Natural-language object grounding data:
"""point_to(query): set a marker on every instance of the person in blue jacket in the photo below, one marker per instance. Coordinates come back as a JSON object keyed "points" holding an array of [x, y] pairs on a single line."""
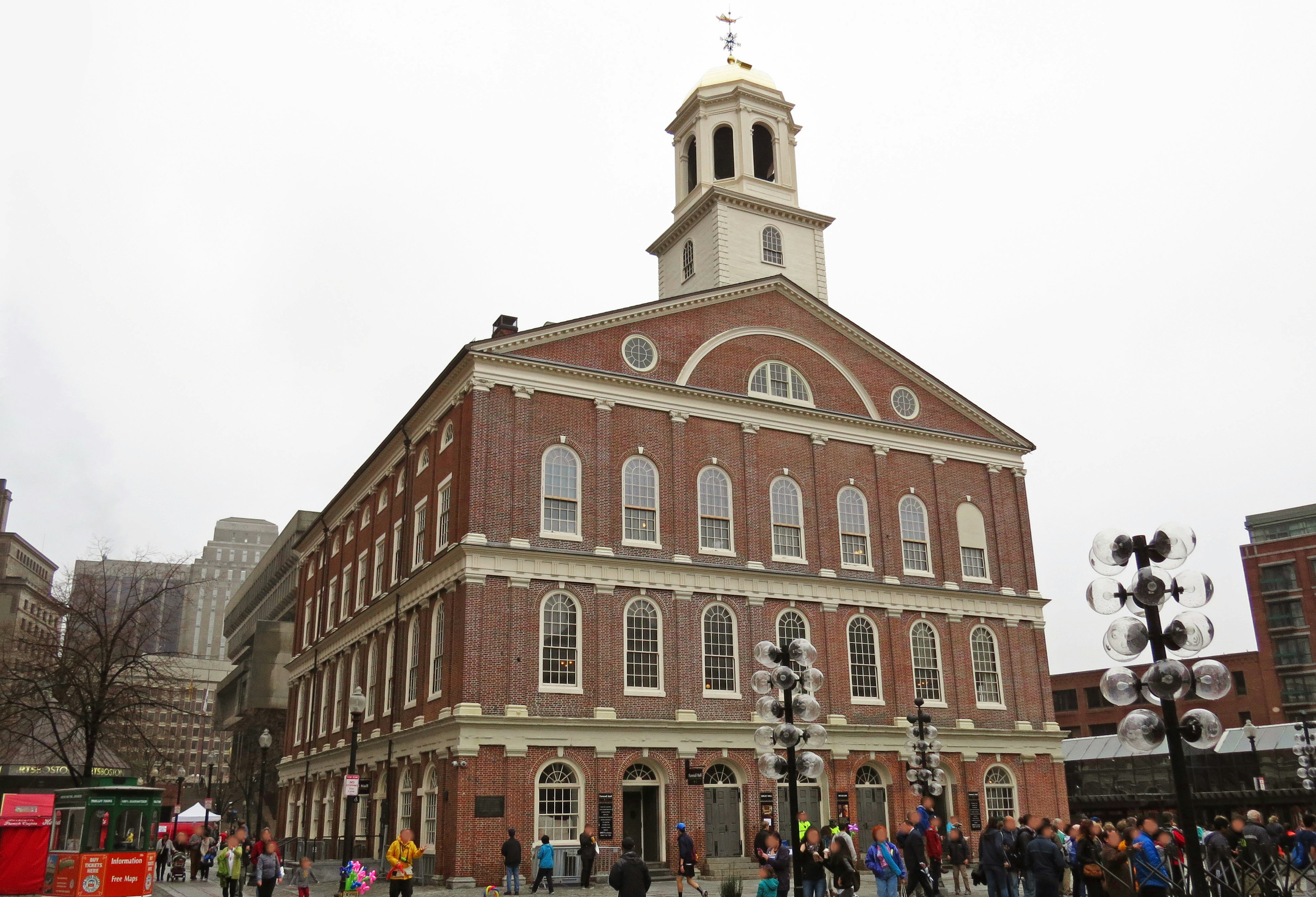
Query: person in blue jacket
{"points": [[1153, 879]]}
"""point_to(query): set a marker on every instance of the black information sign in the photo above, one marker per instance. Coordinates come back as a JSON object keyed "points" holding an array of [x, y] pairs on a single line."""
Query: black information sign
{"points": [[606, 817], [489, 806], [976, 813]]}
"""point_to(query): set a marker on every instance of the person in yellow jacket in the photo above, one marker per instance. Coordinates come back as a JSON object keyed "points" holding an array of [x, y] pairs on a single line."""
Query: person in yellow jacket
{"points": [[401, 857]]}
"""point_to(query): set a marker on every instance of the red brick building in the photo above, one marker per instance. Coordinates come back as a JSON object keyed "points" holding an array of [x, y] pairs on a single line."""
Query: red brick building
{"points": [[549, 577], [1082, 710]]}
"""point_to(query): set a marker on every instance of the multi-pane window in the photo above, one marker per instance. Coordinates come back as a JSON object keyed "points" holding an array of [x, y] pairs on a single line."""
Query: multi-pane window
{"points": [[715, 510], [414, 662], [982, 647], [560, 641], [999, 787], [559, 803], [720, 650], [561, 490], [436, 651], [778, 381], [864, 659], [927, 662], [643, 650], [419, 537], [914, 535], [853, 513], [788, 519], [640, 500], [445, 509], [772, 246]]}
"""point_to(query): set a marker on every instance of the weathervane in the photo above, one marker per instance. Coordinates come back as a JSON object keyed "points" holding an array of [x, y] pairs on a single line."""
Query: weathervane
{"points": [[730, 43]]}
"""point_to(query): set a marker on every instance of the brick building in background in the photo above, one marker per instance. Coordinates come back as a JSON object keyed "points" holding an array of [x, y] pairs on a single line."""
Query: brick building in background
{"points": [[1280, 563], [551, 576]]}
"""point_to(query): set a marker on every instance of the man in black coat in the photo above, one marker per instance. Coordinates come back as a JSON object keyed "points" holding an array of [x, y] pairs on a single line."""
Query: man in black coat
{"points": [[512, 861], [630, 875]]}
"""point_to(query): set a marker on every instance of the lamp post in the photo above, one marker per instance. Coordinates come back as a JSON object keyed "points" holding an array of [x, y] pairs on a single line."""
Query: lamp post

→ **The task**
Each entry should be transcribed exactly as given, with pictures omitted.

→ **Expected output**
"""point_to(query): set a marker on every instance of the person in blue jacket in the photo below, one marker per instance. Coordinates come back as a JSON object keyed "points" holding an array of [x, y] pairs on a single line."""
Query: person in blue jacket
{"points": [[1153, 879]]}
"""point_to(query): set a marker on every instance of the black information sign in the photo above, one marker per instance. Coordinates come back as a JSON object keyed "points" holding an array of [x, y] pairs on a single line."""
Query: black information sign
{"points": [[606, 817], [489, 806], [976, 813]]}
"""point_to(query): set a marker on every instance of the person in yellow jacket in the photo above, one marker per instance. Coordinates come back as a JSON object keyed "points" holding an array of [x, y] pairs on a single line."""
Query: person in yellow jacket
{"points": [[401, 857]]}
"""point_to(query): set a marker on every instance of the red brick building in the photo above, one marker per instance. Coordinates come back as a JSON object keyed "points" holding an array of [x, y] pairs on a single line."""
Query: red brick building
{"points": [[549, 577], [1082, 710]]}
"""point_to(query): set a marker on every instance of the multi-pane window in the photo above, one marker per instance. Coordinates come back as a JSON object keyed "points" holding an array of [x, y] pairs on a single line."""
Query: multi-pane window
{"points": [[715, 510], [414, 662], [982, 647], [560, 641], [999, 787], [559, 803], [720, 650], [561, 490], [436, 651], [778, 381], [864, 659], [927, 662], [643, 650], [419, 537], [914, 535], [853, 513], [788, 519], [640, 500], [445, 509], [772, 246]]}
"""point_to(query): set a marker on every instance of the weathervane in the photo above, one marker per instance. Coordinates come back as a JSON object keyed "points" holding an array of [x, y] pairs on a single line."""
Query: weathervane
{"points": [[730, 43]]}
"""point_to(query): set a marker on every instance of the brick building in background in the photo above, one marker per instance. Coordinates come back as a JSON object keyed "points" holding an array of [x, y] pairs on a single line."""
Query: brick building in background
{"points": [[1280, 563], [551, 576]]}
"""point_to(query): set a marker on every instance of the man in black coat in the photo above, one marker per instance. Coordinates come back as a JSON object keyed "points" holding an array of [x, y] pairs on a single line."""
Query: man in black coat
{"points": [[512, 861], [630, 875]]}
"""point_to(query): set a marker on every instance of the lamp post in the photo above, one marker per instance. Coordinates come back as a JSON object keyed "points" holding an array of [x, y] pairs on a single line."""
Query: lamp post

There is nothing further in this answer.